Guest Post: What will happen in April 23? And why?
By Eman al-Guwaifli
What will happen?
The elections process to choose municipal elections will start on April 23 with voters registration, and it will end by casting ballots on September 23. Starting from this moment, the scenario of this upcoming summer seems very clear.
On April 23, the voters registration will begin, and the numbers will be very low (in 2005, the number of voters in Riyadh was 140,000 Saudi men out of 1.9 million Saudi males living there). The polling stations will be dead empty, and despite this, the Saudi press will continue its coverage, singing praise for the “baby steps of democracy,” justifying that by saying “it fits us,” that it is in line with “the lack of awareness” in our society and the domination of its traditional structure, the ignorance of democratic mechanisms, and the lack of making responsible choices, etc.
Also, the same press will focus on the competition between candidates they will call Islamists, and others they will call liberals, and they will say the competition between the two parties is heated, and that they are electoral blocs being formed in secret, and “golden lists, blessed lists, appeals, joy and battles…” The press will cover the events of the different camps, and the mercenaries will have a golden opportunity: preachers, self-improvement trainers, folk poets, journalists and actors. On September 22, the ballot boxes will open, and it will be a culmination of all the comicality and hollowness in the scene.

■ **Records**
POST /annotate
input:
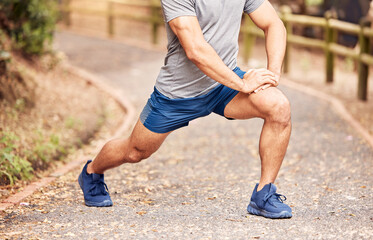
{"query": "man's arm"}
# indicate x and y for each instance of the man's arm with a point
(190, 35)
(266, 18)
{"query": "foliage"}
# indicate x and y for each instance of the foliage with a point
(29, 23)
(12, 166)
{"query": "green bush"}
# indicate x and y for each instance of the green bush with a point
(12, 166)
(29, 23)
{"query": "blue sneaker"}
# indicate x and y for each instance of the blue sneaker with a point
(94, 189)
(268, 203)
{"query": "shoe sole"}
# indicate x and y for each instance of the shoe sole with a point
(105, 203)
(255, 210)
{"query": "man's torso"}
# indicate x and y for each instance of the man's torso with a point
(220, 22)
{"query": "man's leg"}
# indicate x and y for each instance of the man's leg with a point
(272, 106)
(140, 145)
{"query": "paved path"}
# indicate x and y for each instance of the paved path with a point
(198, 185)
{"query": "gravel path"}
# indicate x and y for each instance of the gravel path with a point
(197, 186)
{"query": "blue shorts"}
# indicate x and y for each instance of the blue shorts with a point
(162, 114)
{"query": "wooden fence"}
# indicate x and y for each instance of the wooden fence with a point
(250, 32)
(155, 19)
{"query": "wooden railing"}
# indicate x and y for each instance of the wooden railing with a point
(250, 32)
(155, 18)
(329, 44)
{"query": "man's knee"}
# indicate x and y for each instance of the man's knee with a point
(135, 155)
(280, 111)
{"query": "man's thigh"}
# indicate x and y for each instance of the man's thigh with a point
(144, 140)
(261, 104)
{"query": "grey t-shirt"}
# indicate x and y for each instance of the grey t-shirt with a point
(220, 21)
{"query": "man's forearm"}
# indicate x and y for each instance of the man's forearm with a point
(275, 46)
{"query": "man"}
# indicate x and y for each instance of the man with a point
(200, 76)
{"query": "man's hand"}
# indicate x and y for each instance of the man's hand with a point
(258, 79)
(268, 84)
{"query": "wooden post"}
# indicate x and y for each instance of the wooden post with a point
(155, 20)
(110, 19)
(330, 37)
(248, 38)
(286, 11)
(66, 12)
(363, 68)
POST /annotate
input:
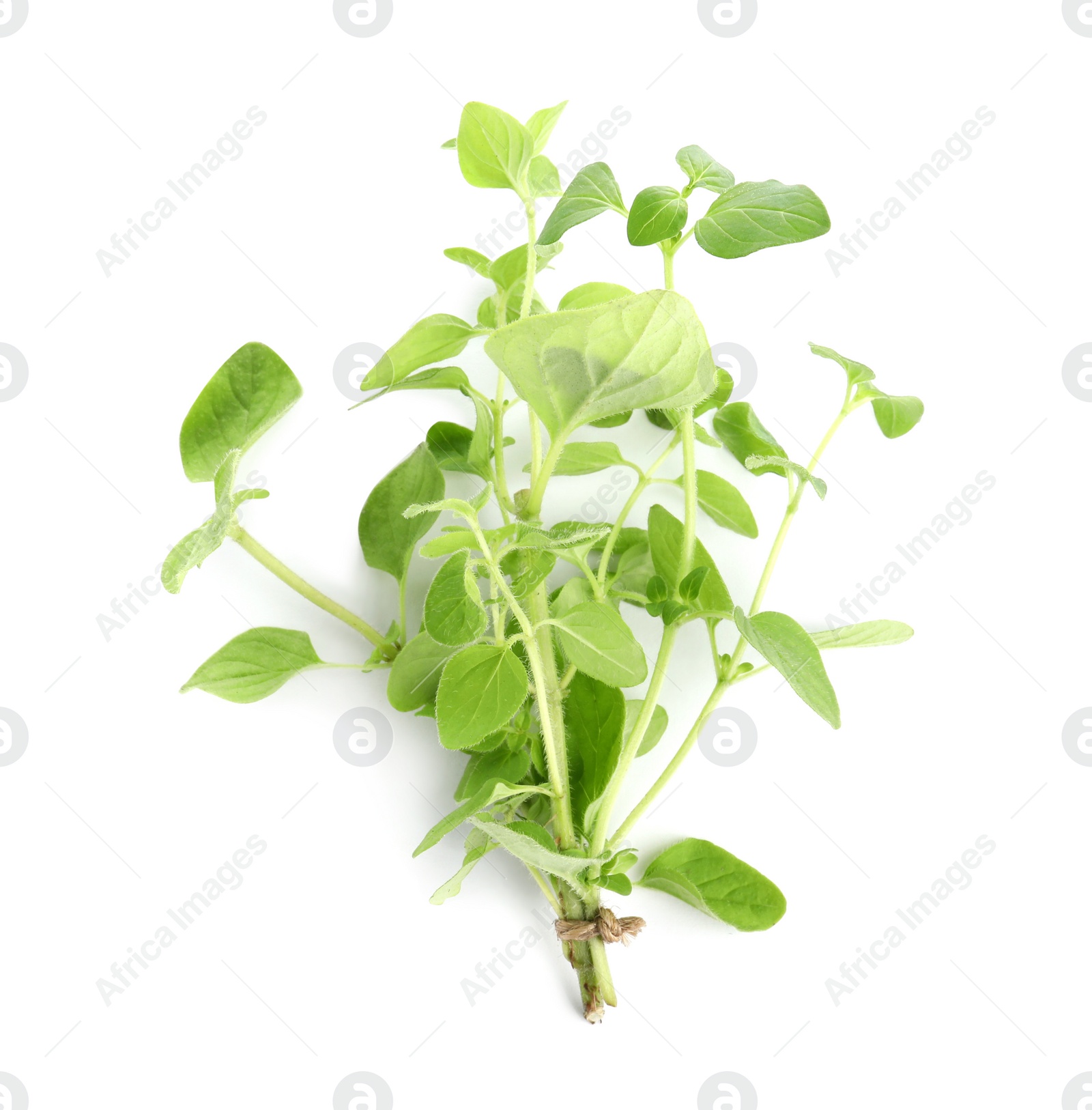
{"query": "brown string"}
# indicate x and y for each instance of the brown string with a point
(603, 925)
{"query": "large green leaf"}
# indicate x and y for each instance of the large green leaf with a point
(592, 191)
(431, 340)
(597, 641)
(480, 688)
(744, 434)
(704, 171)
(657, 214)
(246, 397)
(255, 664)
(866, 634)
(665, 539)
(715, 881)
(723, 503)
(783, 643)
(415, 673)
(595, 721)
(454, 613)
(494, 148)
(583, 365)
(388, 539)
(756, 214)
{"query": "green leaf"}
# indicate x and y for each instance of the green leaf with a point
(895, 415)
(543, 179)
(590, 294)
(783, 643)
(494, 148)
(468, 257)
(718, 884)
(657, 214)
(578, 367)
(595, 721)
(388, 537)
(246, 397)
(489, 795)
(528, 847)
(478, 846)
(579, 459)
(756, 214)
(454, 613)
(480, 688)
(542, 124)
(592, 191)
(704, 171)
(431, 340)
(665, 537)
(856, 372)
(656, 727)
(723, 503)
(415, 673)
(866, 634)
(743, 433)
(255, 665)
(597, 641)
(762, 464)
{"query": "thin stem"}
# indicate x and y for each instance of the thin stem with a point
(642, 487)
(677, 760)
(305, 590)
(634, 741)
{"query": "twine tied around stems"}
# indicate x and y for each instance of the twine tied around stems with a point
(604, 925)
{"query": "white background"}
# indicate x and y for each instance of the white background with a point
(329, 231)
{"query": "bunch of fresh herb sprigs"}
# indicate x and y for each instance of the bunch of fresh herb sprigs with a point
(528, 679)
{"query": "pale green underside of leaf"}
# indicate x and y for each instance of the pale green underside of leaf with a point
(255, 664)
(577, 367)
(715, 881)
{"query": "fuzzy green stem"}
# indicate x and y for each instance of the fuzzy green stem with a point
(305, 590)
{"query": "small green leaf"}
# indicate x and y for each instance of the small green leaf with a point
(454, 613)
(743, 433)
(756, 214)
(762, 464)
(579, 459)
(715, 881)
(657, 726)
(665, 537)
(255, 664)
(657, 214)
(246, 397)
(480, 688)
(866, 634)
(895, 415)
(595, 721)
(578, 367)
(783, 643)
(704, 171)
(489, 795)
(590, 294)
(388, 537)
(856, 372)
(592, 191)
(431, 340)
(415, 673)
(494, 148)
(542, 124)
(597, 641)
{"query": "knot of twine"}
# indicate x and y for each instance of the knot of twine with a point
(604, 925)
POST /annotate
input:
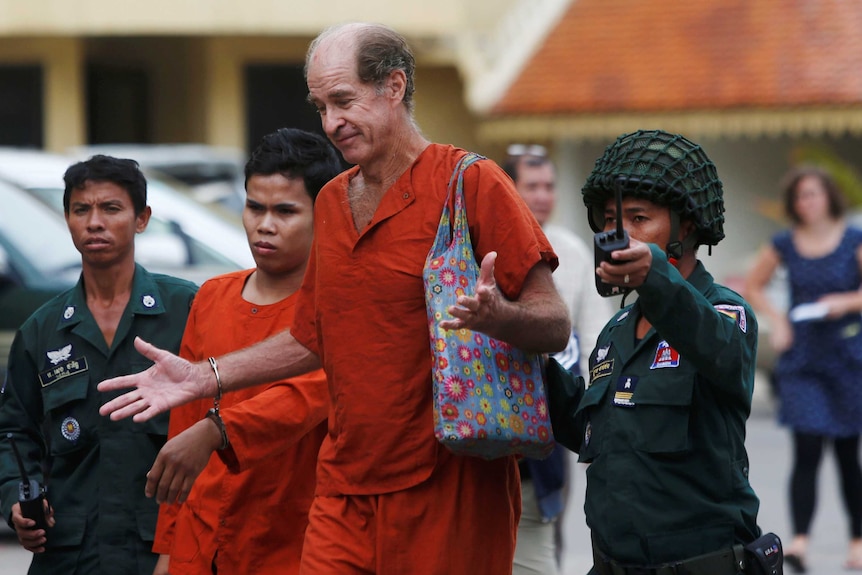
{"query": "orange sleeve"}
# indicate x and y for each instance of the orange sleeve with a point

■ **Problems to solve**
[A] Print the passage of the guest post above that opens with the words containing "By Eman al-Guwaifli" and closes with "responsible choices, etc.", unchanged.
[B] Find every line in the rows above that contains the string "path" and copy each of those lines. Case counts.

■ **Answers to the tasks**
[A]
By Eman al-Guwaifli
What will happen?
The elections process to choose municipal elections will start on April 23 with voters registration, and it will end by casting ballots on September 23. Starting from this moment, the scenario of this upcoming summer seems very clear.
On April 23, the voters registration will begin, and the numbers will be very low (in 2005, the number of voters in Riyadh was 140,000 Saudi men out of 1.9 million Saudi males living there). The polling stations will be dead empty, and despite this, the Saudi press will continue its coverage, singing praise for the “baby steps of democracy,” justifying that by saying “it fits us,” that it is in line with “the lack of awareness” in our society and the domination of its traditional structure, the ignorance of democratic mechanisms, and the lack of making responsible choices, etc.

[B]
{"query": "paved path"}
# indicate x and y for each instance of the paved path with a point
{"query": "gravel path"}
# indicate x and y for each instance of the gravel path with a point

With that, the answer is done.